• **PASSAGE**:
++++++++++
At Al Wasl Hospital, an average of 20 babies are born every day. Naima Mohammed Saleh Ahmad, the hospital's director of clinical support services, explains that the seats will be given out to Dubai-resident parents who have booked in advance to have their child at the hospital so that they can easily be contacted to follow up on seat usage after they go home. The parents who are not eligible for the free seats will still receive the hospital's education programme on the importance of safety seats.

Al Wasl plans to contact the parents with baby seats after nine months to ask how the seats worked out. The hospital will also see if the parents plan to upgrade to a bigger child seat, as the ones offered by the hospitals are good for children up to nine months old.

Ahmad, a trained physiotherapist, says she has always insisted on seat-belt use in her car and used child safety seats with her own children. "I used to work at Rashid Hospital where I would help accident victims recover," she says.

The programme has also encouraged other Rashid Hospital staff to think about their own habits when it comes to children in cars. Sylvia Fernandes is one of the nurses who has been giving presentations to new parents and admits that she did not use a safety seat when she had her daughter six years ago, but would definitely use one now.

"They ask why only now they introduce [child safety seats]," says Fernandes of some of the parents she has trained. "We've been travelling a long time, we have previous children and nothing happened [the parents have said]. I give them statistics."

One couple who received a new baby seat from Al Wasl was Ravindran Ramaswami, 30, and his wife, Sumithaa Sayee Krishna, 29. They had their first child at the hospital, a baby girl they named Rhea.

The couple found out about Al Wasl Hospital's initiative in the month before their daughter was born. "We were planning to buy one anyway, but when we found out the hospital [where they were booked to have the child] was giving away free seats, we were very fortunate," says Ramaswami. "It is a good thing what they are doing."

"I am 200 per cent behind using baby seats, that is very important," he says.

Another supporter of Chevrolet's initiative is Lesley Cully, founder of the Buckle Up in the Back Dubai Facebook group, which now has more than 1,000 fans. She met with Al Wasl Hospital staff so she could promote the initiative through Facebook.
++++++++++
• **Dataset entries**:
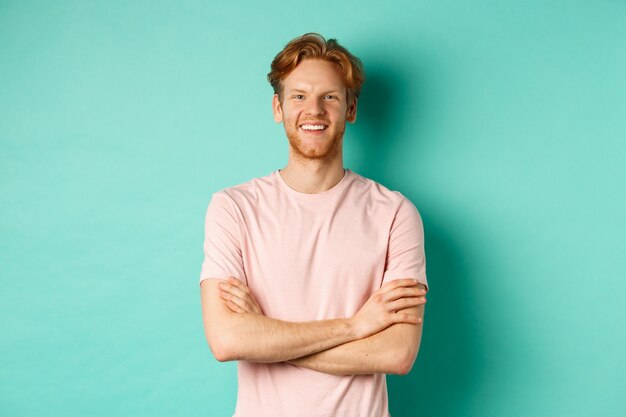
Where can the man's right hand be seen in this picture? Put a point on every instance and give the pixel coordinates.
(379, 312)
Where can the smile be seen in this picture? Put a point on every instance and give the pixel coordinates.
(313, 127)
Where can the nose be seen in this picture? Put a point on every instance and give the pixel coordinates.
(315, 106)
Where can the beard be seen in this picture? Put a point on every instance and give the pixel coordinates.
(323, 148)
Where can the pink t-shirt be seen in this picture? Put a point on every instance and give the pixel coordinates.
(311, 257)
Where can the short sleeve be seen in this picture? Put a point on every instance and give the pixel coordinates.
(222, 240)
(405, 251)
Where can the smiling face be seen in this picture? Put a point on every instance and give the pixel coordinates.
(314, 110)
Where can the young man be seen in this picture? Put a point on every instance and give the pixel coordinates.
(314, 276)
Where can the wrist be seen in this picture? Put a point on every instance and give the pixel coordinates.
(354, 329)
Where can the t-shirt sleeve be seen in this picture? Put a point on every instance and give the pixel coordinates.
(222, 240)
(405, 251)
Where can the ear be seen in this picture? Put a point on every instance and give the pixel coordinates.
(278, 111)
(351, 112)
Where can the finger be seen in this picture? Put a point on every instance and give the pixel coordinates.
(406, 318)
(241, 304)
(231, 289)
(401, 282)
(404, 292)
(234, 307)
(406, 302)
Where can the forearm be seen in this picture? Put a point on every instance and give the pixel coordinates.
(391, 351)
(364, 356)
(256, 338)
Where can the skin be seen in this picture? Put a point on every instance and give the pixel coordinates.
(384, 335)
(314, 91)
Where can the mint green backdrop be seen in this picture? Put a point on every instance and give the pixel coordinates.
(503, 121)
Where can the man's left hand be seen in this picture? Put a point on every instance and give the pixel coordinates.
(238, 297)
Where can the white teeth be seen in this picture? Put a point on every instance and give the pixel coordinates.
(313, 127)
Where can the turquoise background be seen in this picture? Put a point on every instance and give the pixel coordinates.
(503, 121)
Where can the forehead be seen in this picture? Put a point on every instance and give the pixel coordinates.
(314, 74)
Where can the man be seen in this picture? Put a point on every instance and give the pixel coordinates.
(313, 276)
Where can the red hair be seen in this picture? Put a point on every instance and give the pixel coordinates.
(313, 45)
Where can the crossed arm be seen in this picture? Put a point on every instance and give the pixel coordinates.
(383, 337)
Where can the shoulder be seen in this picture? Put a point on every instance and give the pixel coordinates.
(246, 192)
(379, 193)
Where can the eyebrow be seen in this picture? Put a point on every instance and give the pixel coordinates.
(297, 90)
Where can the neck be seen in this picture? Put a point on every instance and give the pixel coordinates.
++++++++++
• **EXERCISE SET**:
1. Answer these questions from the article on Al Wasl Hospital's baby seats:
(a) On average, how many babies are born at Al Wasl Hospital each day?
(b) Up to what age are the seats the hospital offers suitable for children?
(c) How many fans does the Buckle Up in the Back Dubai Facebook group now have?
2. Pick up the article on Al Wasl Hospital's baby seats after its final sentence and write the next few paragraphs.

• **WRITTEN ANSWERS**:
1.
(a) 20
(b) Nine months old
(c) More than 1,000

2.
"I have been approached by car companies [who are involved in child safety seat initiatives] who want to work with me exclusively," she says. But Cully says that, rather than working exclusively with one brand, she would prefer it if all the brands ran their own campaigns as they see fit, but had a consistent message, ideally with everyone using the phrase "buckle up".

"If we get the words 'buckle up' in people's heads, it will start to stick," Cully says.

Since starting her group in May, Cully has appeared on television and has now embarked on a campaign to distribute leaflets in English and Arabic and to speak to school students in the hope that they will learn to wear seat belts and encourage their families to do the same.

"I am a big believer in pester power," she says. "If at my daughter's school someone can visit from the dentists and tell them how to brush their teeth, then surely the same idea can be applied to getting people to buckle up."

Ahmad, who met with Cully at the hospital, agrees. "In my family, they know that the rule in Aunty Naima's car is to wear seat belts."

Ahmad and Cully agree that there are bigger cultural issues to be addressed to ensure children take good habits into adulthood and to change the minds of parents.

At the school attended by Ahmad's children, seat belts are mandatory on the school bus, but pupils often unbuckle after the teacher has checked. But Ahmad says her children remain buckled up. "Even if they get bullied, it doesn't matter, they keep their seat belts on," Ahmad says.

Ahmad also says that the excuse given by the parents of large families is that if a baby safety seat is fitted in a car, there will be no room for the other children. "We still have a lot of work to do," she says.